+++ Records for the exercise
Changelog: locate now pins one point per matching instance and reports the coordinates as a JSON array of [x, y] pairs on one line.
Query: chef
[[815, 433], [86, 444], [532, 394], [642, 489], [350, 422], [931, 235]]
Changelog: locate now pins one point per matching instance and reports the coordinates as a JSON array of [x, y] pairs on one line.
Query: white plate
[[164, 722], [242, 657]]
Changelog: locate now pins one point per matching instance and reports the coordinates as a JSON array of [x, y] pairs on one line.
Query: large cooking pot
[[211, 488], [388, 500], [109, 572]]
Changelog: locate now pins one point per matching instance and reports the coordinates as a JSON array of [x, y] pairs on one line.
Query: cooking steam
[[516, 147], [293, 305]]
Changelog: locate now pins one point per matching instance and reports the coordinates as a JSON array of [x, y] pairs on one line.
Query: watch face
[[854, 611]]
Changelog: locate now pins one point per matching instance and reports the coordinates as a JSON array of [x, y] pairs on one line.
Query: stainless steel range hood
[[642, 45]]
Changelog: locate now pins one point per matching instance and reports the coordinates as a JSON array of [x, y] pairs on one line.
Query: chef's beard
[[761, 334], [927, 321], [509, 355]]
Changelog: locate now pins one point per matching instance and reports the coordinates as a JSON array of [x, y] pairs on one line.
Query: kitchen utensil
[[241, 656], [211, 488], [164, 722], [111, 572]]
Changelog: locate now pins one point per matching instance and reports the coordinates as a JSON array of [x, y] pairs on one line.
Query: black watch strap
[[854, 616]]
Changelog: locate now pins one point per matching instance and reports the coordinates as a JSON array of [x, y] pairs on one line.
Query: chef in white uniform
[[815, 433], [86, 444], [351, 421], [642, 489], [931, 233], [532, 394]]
++++++
→ **Aim**
Retype all of the data above line for line, changing nothing.

→ **Finished exercise**
Changelog: locate now pins one point per matching instance and reports the coordinates as a JSON array of [x, y] pairs on one line.
Query: chef
[[815, 433], [86, 444], [532, 394], [642, 489], [350, 422], [931, 235]]
Changelog: locate now pins one point per matching instance and reports the coordinates as a JSON array of [x, y] pairs on one line.
Query: white plate
[[164, 722], [242, 657]]
Changelog: locate now pins one point per matching instance and reports the coordinates as a JSON array of [x, y] pairs on one line.
Query: large cooking pot
[[211, 488], [388, 500], [109, 572]]
Changelog: locate now pins one point per matching instance and reports the coordinates as a JSON array of [x, y] pairs on one line.
Query: cooking steam
[[516, 147], [293, 305]]
Changelog: locate now pins one point per matching instance and reports the coordinates as a JSON array of [x, y] pairs on one line.
Query: watch face
[[854, 611]]
Changelog: locate now pins one point per matching instance and reports the coordinates as a JSON array of [x, y] pairs on one line.
Query: stainless steel range hood
[[642, 45]]
Changelog: locate now pins one point per matching instance and reports the coordinates as a JSON array of [x, y] pairs on one line.
Query: chef's beard
[[761, 334], [927, 321], [509, 355]]
Changelog: locate now pins one point per matching instance and reports the coordinates as a JSON array of [x, y] pairs on one line.
Query: kitchen utensil
[[241, 656], [211, 488], [164, 722], [111, 572]]
Changelog: locate now pins one point per matching instance and reports the coordinates as a JSON array of [x, y] pairs on one line.
Query: black watch strap
[[854, 616]]
Changelog: locate now pins one point per matching instance and reports the coordinates as a JSON array of [x, y] pairs on one line.
Query: chef in white uniform
[[815, 433], [86, 444], [351, 421], [642, 489], [931, 233], [532, 394]]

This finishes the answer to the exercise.